■ WORK INSTRUCTIONS
- a) In the NDGF oil boom thread, list every thing that shaug says John Heiser doesn't like.
- b) According to shaug in the NDGF oil boom thread, who makes the laws that the Game and Fish department is hired to enforce?
- c) Reproduce the part of the NDGF oil boom thread starting with "Your right Dick." and going on through "to damage people.".

═══ SELECTED EXCERPT ═══

# NDGF AWOL in Oil Boom/Editorial



## Dick Monson (Aug 12, 2002)

http://www.inforum.com/event/article/id ... p/Opinion/

John Heiser's excellent editorial letter in the Sunday FF sums up the situation well concerning wildlife and habitat loss in ND due to development. It is unfortunate that NDGF is not allowed to act in the best interests of the state concerning it's mission statement.

Some ND sportsmen are thinking this is a "western" problem and they don't recreate in the west so it doesn't apply to their activity. Wrong. It is only going to spread and become worse.


----------



## shaug (Mar 28, 2011)

Here is John Heiser in High Country News:

http://www.hcn.org/issues/180/5833

He doesn't like oil wells, progress, people who raise buffalo and his neighbors who run cattle on fee lands. On the flip side his neighbors don't like him.

John Heiser collected signatures for the High Fence Iniative. So tell me something Dick Monson, how do environmentalists and animal rights activists such as yourself and John Heiser find each other? Where is the big tent? Perhaps the wildlife society?

Dick said,



> It is unfortunate that NDGF is not allowed to act in the best interests of the state concerning it's mission statement.


Dick, the people of the state make the laws and then hire the G/F to enforce those laws. The North Dakota Game and Fish is to remain neutral. We live in a republic.


----------



## Plainsman (Jul 30, 2003)

> It is unfortunate that NDGF is not allowed to act in the best interests of the state concerning it's mission statement.


Your right Dick. The fear factor keeps them unresponsive. Radicals that look at anyway to make a dollar would call their local representatives and anyone from any state agency would have their job in danger. Have you noticed questions like "who do you work for", "who do you work with" etc. Those questions are seeking a way to damage people.


----------

═══ DATA PROVIDED ═══

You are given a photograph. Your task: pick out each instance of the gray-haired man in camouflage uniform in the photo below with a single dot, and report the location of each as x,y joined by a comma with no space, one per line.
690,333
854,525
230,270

═══

■ SOLUTIONS TO THE TASKS
- a)
- Oil wells
- Progress
- People who raise buffalo
- His neighbors who run cattle on fee lands

- b) The people of the state make the laws.

- c)
Your right Dick. The fear factor keeps them unresponsive. Radicals that look at anyway to make a dollar would call their local representatives and anyone from any state agency would have their job in danger. Have you noticed questions like "who do you work for", "who do you work with" etc. Those questions are seeking a way to damage people.